*WORK TO DO:*
Exactly reproduce the lines from the line that has "Put a marker on each instance of the red" down to the last line of the entries, inclusive.
<<<<
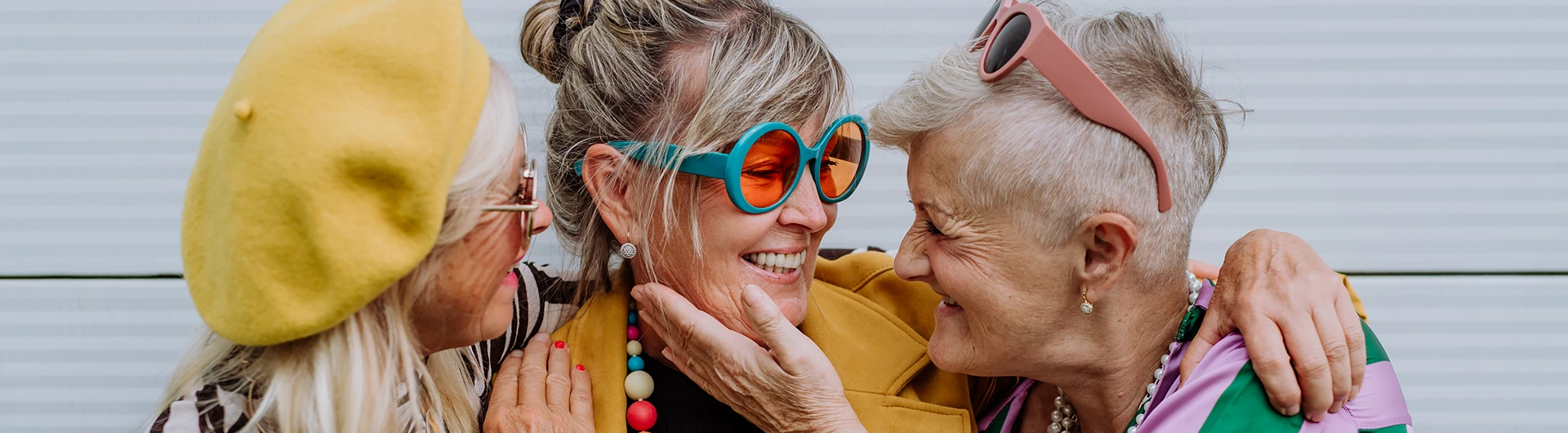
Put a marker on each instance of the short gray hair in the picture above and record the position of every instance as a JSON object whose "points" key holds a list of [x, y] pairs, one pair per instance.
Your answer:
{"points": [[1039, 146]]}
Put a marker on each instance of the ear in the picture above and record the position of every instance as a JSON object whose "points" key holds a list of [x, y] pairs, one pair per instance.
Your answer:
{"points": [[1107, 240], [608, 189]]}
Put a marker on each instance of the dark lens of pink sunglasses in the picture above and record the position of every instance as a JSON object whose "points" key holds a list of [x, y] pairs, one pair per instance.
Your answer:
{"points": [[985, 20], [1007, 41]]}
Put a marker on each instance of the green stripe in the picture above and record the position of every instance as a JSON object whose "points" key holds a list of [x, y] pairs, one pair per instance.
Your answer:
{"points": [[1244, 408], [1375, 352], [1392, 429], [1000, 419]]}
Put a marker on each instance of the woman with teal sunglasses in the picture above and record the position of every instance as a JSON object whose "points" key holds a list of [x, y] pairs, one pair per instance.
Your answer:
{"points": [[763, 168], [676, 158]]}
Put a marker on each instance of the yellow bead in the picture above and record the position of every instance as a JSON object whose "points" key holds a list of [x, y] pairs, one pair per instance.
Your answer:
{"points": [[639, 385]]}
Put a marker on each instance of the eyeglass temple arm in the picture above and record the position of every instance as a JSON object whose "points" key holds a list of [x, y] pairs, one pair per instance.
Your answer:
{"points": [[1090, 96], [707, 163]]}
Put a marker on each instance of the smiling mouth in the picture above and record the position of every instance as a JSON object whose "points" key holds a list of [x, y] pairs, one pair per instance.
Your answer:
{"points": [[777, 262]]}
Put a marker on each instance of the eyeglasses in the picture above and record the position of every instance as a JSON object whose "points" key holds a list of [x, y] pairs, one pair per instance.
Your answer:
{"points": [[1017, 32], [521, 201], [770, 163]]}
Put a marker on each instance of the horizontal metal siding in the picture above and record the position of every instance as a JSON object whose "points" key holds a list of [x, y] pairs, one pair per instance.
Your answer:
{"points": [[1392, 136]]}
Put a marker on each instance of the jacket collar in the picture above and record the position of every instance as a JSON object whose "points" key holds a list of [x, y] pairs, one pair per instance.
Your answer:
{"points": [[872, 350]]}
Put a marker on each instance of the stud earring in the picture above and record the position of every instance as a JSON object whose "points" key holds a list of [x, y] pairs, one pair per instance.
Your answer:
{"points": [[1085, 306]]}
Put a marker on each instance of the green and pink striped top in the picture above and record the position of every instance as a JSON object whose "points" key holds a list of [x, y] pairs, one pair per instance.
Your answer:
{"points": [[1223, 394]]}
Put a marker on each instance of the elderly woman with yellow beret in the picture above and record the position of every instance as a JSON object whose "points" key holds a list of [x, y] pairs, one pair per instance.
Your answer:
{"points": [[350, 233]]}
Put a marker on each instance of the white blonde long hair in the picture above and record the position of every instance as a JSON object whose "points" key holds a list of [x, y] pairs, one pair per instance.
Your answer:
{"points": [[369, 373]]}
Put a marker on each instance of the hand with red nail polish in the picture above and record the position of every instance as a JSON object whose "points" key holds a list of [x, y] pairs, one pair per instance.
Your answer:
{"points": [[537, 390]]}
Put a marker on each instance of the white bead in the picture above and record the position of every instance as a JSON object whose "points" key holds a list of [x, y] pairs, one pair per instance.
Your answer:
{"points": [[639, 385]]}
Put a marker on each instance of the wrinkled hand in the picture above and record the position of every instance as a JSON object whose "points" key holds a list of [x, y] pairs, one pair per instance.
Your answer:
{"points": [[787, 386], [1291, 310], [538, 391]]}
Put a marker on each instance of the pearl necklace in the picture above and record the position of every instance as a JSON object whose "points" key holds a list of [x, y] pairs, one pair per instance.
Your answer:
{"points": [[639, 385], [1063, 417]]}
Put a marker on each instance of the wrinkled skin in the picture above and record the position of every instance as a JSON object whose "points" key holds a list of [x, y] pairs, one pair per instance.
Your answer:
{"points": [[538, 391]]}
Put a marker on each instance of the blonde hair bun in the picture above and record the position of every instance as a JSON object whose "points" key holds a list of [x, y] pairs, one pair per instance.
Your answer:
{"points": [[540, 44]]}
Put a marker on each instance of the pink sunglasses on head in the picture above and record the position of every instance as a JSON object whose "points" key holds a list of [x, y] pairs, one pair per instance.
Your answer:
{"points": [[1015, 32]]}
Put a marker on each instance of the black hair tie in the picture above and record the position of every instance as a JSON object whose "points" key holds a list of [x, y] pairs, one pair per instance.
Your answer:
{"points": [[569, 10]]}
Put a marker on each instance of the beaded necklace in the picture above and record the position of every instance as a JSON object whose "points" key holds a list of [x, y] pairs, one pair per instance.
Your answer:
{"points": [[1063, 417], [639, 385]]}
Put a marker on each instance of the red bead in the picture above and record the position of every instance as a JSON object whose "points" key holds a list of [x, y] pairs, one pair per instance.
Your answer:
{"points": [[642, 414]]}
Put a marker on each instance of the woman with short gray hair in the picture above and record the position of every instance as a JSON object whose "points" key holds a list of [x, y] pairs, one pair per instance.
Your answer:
>>>>
*REPLY:*
Put a marker on each instance of the red bead in the picture above and record the position of every instance as a JSON object whose "points" key holds a list of [x, y] pairs, one pair per instance.
Your answer:
{"points": [[642, 414]]}
Put a marker on each instance of the woman with short gray hair in the picture above and record the position of every instance as a JSON object whose "points" key holds a list of [x, y] pairs, one pair per instance.
Your answer:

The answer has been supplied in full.